++++ SELECTED EXTRACT

The implications for food safety of an accelerated and self-regulated meatpacking process are clear. Scaling down the number of independent federal inspectors while increasing line speeds makes it more likely they will miss contaminants, such as feces, sex organs, toenails, bladders, and hair, as well as bacteria such as E.coli, salmonella, and campylobacter.
Even though Rollins’s USDA claims that line spread increases are safe for workers, the extensive studies done on the topic show that the opposite is true. The agency’s own trials show that faster speeds increase the risk of “developing carpal tunnel syndrome and other crippling upper extremity disorders.” Almost every meat worker who spoke to Human Rights Watch in 2019 said that increased line speeds are dangerous—which is backed up by “decades of research that has found that rapid work speeds compound the highly repetitive, forceful movements required by meat and poultry slaughtering and processing work and increase the risk of developing musculoskeletal disorders.”

++++++++

• _PROBLEM 1_:
List every physical contaminant, other than bacteria, that the meatpacking passage says inspectors are more likely to miss.
• _PROBLEM 2_:
Answer these questions from the meatpacking passage:
(a) What does the passage say is being scaled down while line speeds increase?
(b) According to the agency's own trials, faster speeds increase the risk of developing what?
(c) Which organization did meat workers speak to in 2019?
• _PROBLEM 3_:
Write a continuation of the meatpacking passage that picks up right after its final sentence.

++++ SUPPLIED MATERIAL

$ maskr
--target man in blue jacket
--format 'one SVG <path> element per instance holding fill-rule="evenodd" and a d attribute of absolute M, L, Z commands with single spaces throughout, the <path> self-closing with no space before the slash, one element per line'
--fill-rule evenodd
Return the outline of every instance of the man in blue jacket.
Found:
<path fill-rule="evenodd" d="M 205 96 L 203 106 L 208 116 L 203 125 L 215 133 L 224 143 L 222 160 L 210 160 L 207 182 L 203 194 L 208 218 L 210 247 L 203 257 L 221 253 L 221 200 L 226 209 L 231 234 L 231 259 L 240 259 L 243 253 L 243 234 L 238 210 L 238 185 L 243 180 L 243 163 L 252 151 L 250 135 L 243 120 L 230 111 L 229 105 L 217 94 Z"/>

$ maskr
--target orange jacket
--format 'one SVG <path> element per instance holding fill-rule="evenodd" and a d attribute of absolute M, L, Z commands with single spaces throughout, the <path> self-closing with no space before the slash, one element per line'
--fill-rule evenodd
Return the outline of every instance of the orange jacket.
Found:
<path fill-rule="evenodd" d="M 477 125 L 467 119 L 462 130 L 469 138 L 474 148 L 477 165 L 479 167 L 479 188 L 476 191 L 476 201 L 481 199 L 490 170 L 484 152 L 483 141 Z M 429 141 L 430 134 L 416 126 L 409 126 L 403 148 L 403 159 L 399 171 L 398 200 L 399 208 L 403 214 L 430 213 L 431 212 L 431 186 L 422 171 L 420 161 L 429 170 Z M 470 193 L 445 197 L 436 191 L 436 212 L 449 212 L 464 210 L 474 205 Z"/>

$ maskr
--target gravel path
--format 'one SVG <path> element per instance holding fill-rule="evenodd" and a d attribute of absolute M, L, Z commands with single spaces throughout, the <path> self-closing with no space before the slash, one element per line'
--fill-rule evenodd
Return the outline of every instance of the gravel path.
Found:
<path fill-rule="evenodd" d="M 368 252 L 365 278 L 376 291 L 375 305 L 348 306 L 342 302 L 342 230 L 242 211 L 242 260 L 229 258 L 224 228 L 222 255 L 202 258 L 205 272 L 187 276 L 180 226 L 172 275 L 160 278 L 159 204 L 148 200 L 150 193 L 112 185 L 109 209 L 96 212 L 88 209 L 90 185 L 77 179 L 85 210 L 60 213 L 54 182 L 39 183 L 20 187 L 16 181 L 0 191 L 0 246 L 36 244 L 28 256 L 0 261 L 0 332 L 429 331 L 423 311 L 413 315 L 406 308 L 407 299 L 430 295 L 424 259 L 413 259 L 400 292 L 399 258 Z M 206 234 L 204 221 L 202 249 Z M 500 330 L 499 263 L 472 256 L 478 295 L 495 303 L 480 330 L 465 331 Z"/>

++++++++

• _RESPONSE BOX 1_:
feces, sex organs, toenails, bladders, hair

• _RESPONSE BOX 2_:
(a) The number of independent federal inspectors.
(b) Carpal tunnel syndrome and other crippling upper extremity disorders.
(c) Human Rights Watch.

• _RESPONSE BOX 3_:
In swine slaughterhouses, hog carcasses are suspended above a conveyor belt while workers have to quickly slice or package the cuts as the line moves along—with current line speed caps, workers perform each cut in about three seconds, 8,848 times a day. Poultry and cattle processing facilities have a similar structure. Even under capped line speeds, worker deaths and serious injuries occur often—an average of 27 meatpacking workers have to get amputations or are hospitalized every day. In 2023, a 16-year-old Guatemalan immigrant was sanitizing machines at a poultry plant when the machine pulled him into its gears and killed him. A worker at a Colorado JBS plant that same year died after he fell into a chemical vat used to process animal hides. Another JBS worker had his arm ripped off by a conveyor belt in 2021, and others have had their fingers crushed.
Meat workers are often intimidated to keep the speed up, afraid to stand up to their bosses to slow things down even when exhaustion sets in and their knives get dull. In fact, line speeds are so strict that 80 percent of workers have reported not being able to use the bathroom when needed, with some workers testifying that people are even forced to soil themselves to keep working.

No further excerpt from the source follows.